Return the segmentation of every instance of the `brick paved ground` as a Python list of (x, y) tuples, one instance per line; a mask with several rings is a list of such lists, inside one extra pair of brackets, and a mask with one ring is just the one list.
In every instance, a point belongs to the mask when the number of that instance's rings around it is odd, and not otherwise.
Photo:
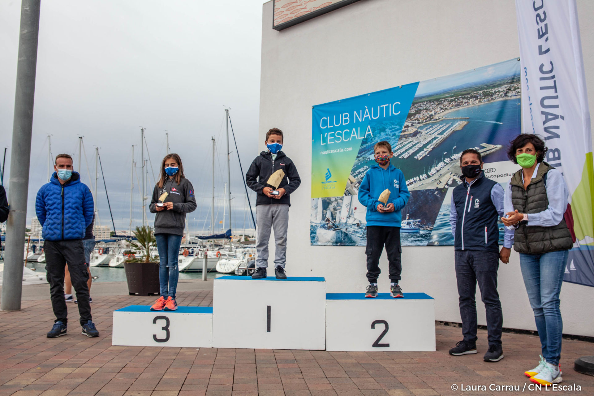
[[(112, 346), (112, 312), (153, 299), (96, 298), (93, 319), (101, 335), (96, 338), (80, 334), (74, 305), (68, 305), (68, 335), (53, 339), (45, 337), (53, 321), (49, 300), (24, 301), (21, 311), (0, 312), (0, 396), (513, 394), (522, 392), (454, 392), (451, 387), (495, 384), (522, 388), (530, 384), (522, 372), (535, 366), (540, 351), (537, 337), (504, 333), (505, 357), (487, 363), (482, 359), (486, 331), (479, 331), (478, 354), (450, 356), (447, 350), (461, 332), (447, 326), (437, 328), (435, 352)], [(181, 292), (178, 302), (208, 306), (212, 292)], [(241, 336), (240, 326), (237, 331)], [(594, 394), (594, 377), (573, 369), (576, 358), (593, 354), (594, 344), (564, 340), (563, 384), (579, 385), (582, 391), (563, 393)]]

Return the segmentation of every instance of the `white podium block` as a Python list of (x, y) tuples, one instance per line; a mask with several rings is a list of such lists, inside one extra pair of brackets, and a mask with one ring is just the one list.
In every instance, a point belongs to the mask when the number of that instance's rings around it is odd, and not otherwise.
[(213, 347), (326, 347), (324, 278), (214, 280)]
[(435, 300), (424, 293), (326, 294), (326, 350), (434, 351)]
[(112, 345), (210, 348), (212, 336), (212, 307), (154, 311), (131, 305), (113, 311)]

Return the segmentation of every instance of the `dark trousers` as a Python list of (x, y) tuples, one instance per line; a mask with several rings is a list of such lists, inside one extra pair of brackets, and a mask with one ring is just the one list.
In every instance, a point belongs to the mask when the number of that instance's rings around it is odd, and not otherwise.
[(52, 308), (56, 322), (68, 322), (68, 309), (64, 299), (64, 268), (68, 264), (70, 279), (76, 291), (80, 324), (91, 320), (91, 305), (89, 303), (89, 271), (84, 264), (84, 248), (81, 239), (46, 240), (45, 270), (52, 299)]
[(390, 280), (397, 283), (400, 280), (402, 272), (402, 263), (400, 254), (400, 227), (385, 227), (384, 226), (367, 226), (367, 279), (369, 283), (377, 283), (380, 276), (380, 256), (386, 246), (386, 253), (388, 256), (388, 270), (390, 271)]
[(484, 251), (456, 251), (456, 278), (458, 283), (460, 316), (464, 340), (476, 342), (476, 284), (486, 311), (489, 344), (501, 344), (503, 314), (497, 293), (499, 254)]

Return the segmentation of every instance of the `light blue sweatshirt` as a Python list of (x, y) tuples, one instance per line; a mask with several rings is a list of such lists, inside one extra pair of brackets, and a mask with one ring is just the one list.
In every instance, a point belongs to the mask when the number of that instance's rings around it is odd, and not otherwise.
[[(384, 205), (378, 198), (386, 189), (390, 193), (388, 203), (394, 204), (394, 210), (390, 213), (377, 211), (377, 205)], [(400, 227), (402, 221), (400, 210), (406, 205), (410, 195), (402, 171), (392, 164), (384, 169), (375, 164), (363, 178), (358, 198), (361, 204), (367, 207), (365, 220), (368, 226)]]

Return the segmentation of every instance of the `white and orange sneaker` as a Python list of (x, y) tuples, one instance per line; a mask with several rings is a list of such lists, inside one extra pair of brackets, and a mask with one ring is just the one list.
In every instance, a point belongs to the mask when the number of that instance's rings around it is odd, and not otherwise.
★ ★ ★ ★ ★
**Problem requirements**
Copy the rows from the start through the line containing "305), (113, 311)]", changing "brick paved ground" to "cobblestone ground" and keeping everything else the same. Leave out the pictures.

**Result below**
Return the segmentation of every instance of the `cobblestone ground` as a Python list of (x, y) tuples, one instance per line; a mask with several rings is a list of such lists, inside one extra pair of brackets, and a mask with one ring is just the one list.
In every instance, a point belongs to the mask when the number of that instance's rings around it is odd, and not otherwise.
Photo:
[[(112, 346), (112, 312), (153, 299), (96, 298), (93, 319), (101, 335), (96, 338), (80, 334), (74, 305), (68, 305), (68, 335), (53, 339), (45, 337), (53, 321), (49, 300), (24, 301), (21, 311), (0, 312), (0, 396), (513, 394), (522, 392), (454, 392), (451, 387), (495, 384), (522, 388), (530, 384), (522, 372), (535, 366), (540, 351), (537, 337), (504, 333), (505, 357), (487, 363), (482, 359), (486, 331), (479, 331), (478, 354), (450, 356), (447, 350), (461, 332), (447, 326), (437, 328), (435, 352)], [(181, 292), (178, 302), (208, 306), (212, 292)], [(241, 336), (240, 326), (237, 331)], [(594, 394), (594, 377), (573, 369), (576, 358), (593, 354), (594, 344), (564, 340), (563, 384), (579, 385), (582, 391), (563, 393)]]

Return the segmentation of every instance of the `white podium block` as a Python list of (x, y) tuples, one instance per line; a mask with several rings is a list of such lists, inside one extra pair of brackets, and a mask with one ring is just the one list.
In every instance, a point belongs to the mask when the number of that instance's rings around it is odd, and not otherwise.
[(213, 347), (326, 347), (324, 278), (214, 280)]
[(435, 300), (424, 293), (326, 294), (326, 350), (434, 351)]
[(112, 345), (210, 348), (212, 336), (212, 307), (154, 311), (131, 305), (113, 311)]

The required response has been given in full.